=== Exercice proposé 1 ===
Selon la critique du restaurant Topik, depuis quelle année cet établissement existe-t-il ?

=== Extrait du document ===
########

Très belle
découverte que « Topik » dans le quartier de l’Eixample, une table à
priori qui par sa description sommaire ne m’aurait pas attiré en temps normaux
mais la surprise de découvrir quelque chose de très accompli dans la
réalisation. Aux manettes, le chef Adelf Morales qui propose une cuisine
inventive influencée par la Catalogne, le Pays-Basque, la Méditerranée et le
Japon. Un concept qui semble être « fusion » mais finalement pas tant
que cela. Pas une ouverture récente puisque cet établissement existe depuis un
certain nombre d’années (2009) et qui est très souvent plébiscité en ville.
Un chef qui
travailla tout d’abord à Valence, puis à San Sebastian, au « Lasarte » de Martin Berasategui, en Italie, avant de
poursuivre son parcours au Japon, puis ensuite revint en Catalogne pour ouvrir
son restaurant. Clairement le Japon est à la mode et surtout en Espagne au
niveau des assiettes. C’est souvent très mal assimilé et rend les assiettes
médiocres, mais vous découvrirez ici une maitrise comme dans peu d’endroits à
Barcelone. En réalité, peu de ces autres établissements sont allés au Japon, ce
qui n’est pas le cas de Adelf Morales.

########

=== Matériel fourni ===
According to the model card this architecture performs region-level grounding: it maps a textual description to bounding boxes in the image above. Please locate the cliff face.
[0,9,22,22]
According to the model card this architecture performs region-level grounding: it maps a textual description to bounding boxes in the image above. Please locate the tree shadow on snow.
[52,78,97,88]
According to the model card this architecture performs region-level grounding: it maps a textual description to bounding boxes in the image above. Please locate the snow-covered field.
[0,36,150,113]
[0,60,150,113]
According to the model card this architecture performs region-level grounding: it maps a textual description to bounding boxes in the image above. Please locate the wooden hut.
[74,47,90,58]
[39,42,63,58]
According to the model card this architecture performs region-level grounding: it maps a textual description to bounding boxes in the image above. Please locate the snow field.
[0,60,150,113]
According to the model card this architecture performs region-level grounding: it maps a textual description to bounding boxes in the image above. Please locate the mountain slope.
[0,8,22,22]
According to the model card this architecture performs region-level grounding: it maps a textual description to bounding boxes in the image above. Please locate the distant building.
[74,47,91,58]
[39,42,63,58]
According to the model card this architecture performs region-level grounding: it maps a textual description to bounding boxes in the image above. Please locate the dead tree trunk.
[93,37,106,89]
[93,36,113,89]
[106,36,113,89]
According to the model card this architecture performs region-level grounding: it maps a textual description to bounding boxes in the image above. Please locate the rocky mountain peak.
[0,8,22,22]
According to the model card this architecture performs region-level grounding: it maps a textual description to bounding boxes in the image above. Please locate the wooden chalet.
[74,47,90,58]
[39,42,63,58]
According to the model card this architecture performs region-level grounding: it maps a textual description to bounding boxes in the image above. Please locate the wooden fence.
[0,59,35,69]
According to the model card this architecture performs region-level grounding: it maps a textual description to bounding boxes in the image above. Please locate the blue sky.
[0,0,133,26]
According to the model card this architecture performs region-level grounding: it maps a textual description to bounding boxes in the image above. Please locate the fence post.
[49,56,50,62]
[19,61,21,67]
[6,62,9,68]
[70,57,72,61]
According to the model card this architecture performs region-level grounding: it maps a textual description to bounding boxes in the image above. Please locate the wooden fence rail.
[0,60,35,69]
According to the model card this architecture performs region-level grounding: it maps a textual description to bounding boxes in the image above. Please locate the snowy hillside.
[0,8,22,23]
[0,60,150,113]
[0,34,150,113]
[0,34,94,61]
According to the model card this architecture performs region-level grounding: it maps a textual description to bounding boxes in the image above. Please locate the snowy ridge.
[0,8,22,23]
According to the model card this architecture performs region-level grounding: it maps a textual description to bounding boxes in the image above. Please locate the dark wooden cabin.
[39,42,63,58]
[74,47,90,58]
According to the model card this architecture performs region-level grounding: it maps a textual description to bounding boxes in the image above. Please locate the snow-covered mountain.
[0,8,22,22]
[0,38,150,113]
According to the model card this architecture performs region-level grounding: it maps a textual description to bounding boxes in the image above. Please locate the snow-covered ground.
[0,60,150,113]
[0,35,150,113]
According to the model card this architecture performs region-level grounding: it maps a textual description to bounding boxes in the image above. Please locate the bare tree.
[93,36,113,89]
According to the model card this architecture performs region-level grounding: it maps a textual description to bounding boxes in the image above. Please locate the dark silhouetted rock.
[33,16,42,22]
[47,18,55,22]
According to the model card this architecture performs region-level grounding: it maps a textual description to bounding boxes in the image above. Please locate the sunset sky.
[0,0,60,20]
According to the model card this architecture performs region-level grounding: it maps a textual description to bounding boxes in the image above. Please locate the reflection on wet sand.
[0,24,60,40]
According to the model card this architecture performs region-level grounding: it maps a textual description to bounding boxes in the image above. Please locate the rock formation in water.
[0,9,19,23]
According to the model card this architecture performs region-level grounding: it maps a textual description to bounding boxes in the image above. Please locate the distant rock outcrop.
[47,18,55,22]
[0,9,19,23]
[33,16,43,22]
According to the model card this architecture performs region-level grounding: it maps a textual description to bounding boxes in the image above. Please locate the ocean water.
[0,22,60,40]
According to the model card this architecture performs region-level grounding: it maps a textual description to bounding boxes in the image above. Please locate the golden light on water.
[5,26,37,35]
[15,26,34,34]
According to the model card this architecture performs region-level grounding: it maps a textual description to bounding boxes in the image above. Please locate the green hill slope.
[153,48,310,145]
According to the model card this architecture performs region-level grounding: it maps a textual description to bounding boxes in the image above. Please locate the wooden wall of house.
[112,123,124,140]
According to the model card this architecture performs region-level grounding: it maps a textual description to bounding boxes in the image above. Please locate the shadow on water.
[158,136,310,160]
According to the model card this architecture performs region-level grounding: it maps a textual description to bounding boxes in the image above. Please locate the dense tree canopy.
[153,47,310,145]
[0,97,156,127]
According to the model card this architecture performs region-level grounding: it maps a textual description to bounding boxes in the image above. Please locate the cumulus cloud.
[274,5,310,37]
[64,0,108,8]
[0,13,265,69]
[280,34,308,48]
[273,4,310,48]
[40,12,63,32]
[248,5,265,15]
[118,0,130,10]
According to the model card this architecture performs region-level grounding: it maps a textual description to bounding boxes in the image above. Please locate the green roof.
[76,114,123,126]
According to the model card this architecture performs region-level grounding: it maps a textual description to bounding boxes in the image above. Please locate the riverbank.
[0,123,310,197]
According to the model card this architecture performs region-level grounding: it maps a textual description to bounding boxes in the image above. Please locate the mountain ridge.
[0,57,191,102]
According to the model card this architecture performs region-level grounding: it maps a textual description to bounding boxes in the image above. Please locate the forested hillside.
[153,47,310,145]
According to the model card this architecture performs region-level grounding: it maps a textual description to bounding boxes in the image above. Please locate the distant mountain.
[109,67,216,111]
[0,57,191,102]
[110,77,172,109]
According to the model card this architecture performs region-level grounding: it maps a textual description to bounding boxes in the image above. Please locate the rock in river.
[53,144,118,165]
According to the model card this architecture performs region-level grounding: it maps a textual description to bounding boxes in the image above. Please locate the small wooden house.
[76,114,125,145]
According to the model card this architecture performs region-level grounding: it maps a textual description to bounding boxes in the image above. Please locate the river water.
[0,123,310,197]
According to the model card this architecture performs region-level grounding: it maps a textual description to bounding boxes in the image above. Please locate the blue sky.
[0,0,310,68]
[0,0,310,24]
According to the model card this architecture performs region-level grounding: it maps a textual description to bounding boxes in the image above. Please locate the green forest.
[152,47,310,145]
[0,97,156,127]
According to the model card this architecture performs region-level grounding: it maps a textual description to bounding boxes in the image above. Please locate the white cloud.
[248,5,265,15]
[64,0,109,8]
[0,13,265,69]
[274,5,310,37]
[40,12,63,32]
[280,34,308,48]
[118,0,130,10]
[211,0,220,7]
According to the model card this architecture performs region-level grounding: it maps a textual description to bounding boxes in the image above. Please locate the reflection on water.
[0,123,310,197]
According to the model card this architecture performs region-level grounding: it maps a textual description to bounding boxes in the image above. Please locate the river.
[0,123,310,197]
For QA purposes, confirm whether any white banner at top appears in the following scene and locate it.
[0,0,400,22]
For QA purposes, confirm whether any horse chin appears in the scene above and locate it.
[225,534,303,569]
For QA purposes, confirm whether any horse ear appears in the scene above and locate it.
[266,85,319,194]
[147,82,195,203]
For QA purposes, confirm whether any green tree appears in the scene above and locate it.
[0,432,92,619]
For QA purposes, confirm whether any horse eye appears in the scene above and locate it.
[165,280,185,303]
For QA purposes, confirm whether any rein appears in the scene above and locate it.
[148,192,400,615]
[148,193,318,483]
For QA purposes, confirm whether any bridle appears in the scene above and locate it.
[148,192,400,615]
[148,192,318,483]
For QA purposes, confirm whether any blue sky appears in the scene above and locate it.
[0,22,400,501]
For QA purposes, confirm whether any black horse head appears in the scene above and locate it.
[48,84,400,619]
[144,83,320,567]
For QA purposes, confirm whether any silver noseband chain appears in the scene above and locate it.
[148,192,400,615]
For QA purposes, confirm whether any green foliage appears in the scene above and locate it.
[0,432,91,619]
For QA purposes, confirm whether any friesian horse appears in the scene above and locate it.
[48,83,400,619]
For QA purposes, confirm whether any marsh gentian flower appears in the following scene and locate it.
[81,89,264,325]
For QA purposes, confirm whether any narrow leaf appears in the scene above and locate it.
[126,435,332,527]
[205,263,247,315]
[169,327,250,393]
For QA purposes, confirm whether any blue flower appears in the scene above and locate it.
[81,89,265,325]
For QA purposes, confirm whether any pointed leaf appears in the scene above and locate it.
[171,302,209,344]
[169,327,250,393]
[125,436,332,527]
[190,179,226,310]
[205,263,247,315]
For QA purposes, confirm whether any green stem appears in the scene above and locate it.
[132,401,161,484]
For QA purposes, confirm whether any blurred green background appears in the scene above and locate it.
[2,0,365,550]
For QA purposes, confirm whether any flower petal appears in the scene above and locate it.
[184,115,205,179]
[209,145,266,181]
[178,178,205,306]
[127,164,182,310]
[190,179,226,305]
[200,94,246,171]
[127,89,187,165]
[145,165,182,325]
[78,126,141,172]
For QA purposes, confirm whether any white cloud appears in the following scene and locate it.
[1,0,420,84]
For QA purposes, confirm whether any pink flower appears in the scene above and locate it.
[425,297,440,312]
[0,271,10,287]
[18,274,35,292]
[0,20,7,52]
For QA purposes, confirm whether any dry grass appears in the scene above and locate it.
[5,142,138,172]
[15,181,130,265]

########

=== Exercice proposé 2 ===
Recopiez à l'identique les lignes des enregistrements, de la ligne contenant « distant rock outcrop. » jusqu'à la ligne contenant « [153,48,310,145] », celle-ci comprise.

=== Réponse complète 1 ===
Depuis 2009.

=== Réponse complète 2 ===
According to the model card this architecture performs region-level grounding: it maps a textual description to bounding boxes in the image above. Please locate the distant rock outcrop.
[47,18,55,22]
[0,9,19,23]
[33,16,43,22]
According to the model card this architecture performs region-level grounding: it maps a textual description to bounding boxes in the image above. Please locate the ocean water.
[0,22,60,40]
According to the model card this architecture performs region-level grounding: it maps a textual description to bounding boxes in the image above. Please locate the golden light on water.
[5,26,37,35]
[15,26,34,34]
According to the model card this architecture performs region-level grounding: it maps a textual description to bounding boxes in the image above. Please locate the green hill slope.
[153,48,310,145]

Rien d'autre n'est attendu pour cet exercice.